Start of Excerpt provided
The Source for Java Technology Collaboration
User: Password:



Andreas Schaefer's Blog

November 2005 Archives


Convenience kills the Cat

Posted by schaefa on November 09, 2005 at 10:55 AM | Permalink | Comments (4)

This week I created a test suite for a project I am currently working on and a coworker wanted to run the same tests but no matter what we did defining the junit task in the Ant build script failed. The script just reported:

taskdef A class needed by class org.apache.tools.ant.taskdefs.optional.junit.JUnitTask
cannot be found: junit/framework/Test

even tough we added junit.jar in the classpath in the junit's taskdef.. After a search on the web I figure out that a long time ago I put junit.jar into the Ant's lib directory and now forgot to tell my coworker about it.
End of Excerpt provided
Start of Dataset content
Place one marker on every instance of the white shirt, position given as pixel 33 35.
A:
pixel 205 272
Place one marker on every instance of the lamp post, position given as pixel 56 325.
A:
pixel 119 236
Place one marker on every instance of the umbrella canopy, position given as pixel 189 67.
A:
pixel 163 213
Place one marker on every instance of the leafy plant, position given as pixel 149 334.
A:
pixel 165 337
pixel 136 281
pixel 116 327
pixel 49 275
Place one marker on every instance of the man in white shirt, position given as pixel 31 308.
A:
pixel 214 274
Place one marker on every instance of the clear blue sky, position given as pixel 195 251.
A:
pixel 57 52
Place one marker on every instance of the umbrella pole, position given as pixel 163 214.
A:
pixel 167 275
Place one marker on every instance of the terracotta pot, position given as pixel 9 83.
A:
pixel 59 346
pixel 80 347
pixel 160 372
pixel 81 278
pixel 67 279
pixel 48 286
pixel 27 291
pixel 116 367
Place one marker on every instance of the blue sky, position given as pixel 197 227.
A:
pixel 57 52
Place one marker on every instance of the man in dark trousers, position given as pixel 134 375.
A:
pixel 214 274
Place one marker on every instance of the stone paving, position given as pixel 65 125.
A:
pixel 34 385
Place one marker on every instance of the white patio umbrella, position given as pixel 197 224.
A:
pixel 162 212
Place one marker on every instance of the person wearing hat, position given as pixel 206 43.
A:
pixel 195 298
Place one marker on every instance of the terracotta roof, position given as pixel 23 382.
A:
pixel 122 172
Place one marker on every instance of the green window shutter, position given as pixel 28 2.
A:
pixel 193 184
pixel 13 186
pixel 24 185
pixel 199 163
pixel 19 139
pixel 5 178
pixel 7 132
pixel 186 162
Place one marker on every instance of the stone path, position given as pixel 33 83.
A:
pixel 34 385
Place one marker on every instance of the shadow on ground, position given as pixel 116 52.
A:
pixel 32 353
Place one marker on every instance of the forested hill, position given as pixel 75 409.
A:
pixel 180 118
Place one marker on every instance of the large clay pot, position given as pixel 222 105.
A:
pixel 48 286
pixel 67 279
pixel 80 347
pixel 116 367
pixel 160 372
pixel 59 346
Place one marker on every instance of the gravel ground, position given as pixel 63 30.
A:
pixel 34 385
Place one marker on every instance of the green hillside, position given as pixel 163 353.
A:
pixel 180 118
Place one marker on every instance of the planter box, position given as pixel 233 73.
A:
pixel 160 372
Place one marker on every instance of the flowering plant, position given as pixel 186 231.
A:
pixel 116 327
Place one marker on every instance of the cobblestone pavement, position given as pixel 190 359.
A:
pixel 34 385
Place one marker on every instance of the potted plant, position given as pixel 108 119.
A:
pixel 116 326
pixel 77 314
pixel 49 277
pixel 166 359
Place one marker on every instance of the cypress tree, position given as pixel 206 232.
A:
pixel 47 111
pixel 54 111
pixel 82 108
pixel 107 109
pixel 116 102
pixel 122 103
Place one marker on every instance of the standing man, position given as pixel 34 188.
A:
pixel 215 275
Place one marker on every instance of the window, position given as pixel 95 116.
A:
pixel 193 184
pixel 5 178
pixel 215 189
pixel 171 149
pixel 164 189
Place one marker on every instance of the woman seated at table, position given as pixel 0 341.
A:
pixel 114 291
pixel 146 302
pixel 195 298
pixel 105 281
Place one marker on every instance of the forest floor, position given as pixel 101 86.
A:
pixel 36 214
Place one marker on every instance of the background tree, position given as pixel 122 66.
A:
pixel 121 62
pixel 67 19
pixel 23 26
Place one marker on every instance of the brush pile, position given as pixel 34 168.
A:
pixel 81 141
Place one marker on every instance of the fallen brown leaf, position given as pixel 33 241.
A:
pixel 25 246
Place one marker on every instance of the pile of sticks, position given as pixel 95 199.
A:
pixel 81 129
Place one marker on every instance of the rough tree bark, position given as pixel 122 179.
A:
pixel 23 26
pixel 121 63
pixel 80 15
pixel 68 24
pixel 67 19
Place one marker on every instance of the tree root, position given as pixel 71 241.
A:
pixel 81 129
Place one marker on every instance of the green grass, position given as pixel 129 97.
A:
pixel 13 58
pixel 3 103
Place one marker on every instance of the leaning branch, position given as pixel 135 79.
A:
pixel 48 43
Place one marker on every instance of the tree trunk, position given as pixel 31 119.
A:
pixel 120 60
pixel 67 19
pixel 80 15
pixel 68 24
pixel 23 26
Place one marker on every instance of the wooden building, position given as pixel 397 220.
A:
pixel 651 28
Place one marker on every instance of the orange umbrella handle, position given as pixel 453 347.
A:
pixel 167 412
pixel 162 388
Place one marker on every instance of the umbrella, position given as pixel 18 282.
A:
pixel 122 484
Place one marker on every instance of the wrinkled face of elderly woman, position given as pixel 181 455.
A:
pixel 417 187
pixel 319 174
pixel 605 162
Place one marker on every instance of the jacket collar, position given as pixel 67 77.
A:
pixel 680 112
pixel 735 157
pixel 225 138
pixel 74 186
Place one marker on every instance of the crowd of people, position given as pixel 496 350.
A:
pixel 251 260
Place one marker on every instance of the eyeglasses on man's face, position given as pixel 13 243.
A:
End of Dataset content
→ **Set of tasks**
a: Extract the passage of the blog post from "November 2005 Archives" to "coworker about it.", copying it word for word.
b: Answer these questions using the blog post:
(i) On what date was the post published?
(ii) Which file had the author placed in Ant's lib directory long ago?
(iii) How many comments does the post show?
c: List every item in the blog post's posting line that is separated from the others by a vertical bar.
The raw records were taken from a different source than the blog post.

→ **Answers in order**
a:
November 2005 Archives


Convenience kills the Cat

Posted by schaefa on November 09, 2005 at 10:55 AM | Permalink | Comments (4)

This week I created a test suite for a project I am currently working on and a coworker wanted to run the same tests but no matter what we did defining the junit task in the Ant build script failed. The script just reported:

taskdef A class needed by class org.apache.tools.ant.taskdefs.optional.junit.JUnitTask
cannot be found: junit/framework/Test

even tough we added junit.jar in the classpath in the junit's taskdef.. After a search on the web I figure out that a long time ago I put junit.jar into the Ant's lib directory and now forgot to tell my coworker about it.

b:
(i) November 09, 2005
(ii) junit.jar
(iii) 4

c:
Posted by schaefa on November 09, 2005 at 10:55 AM
Permalink
Comments (4)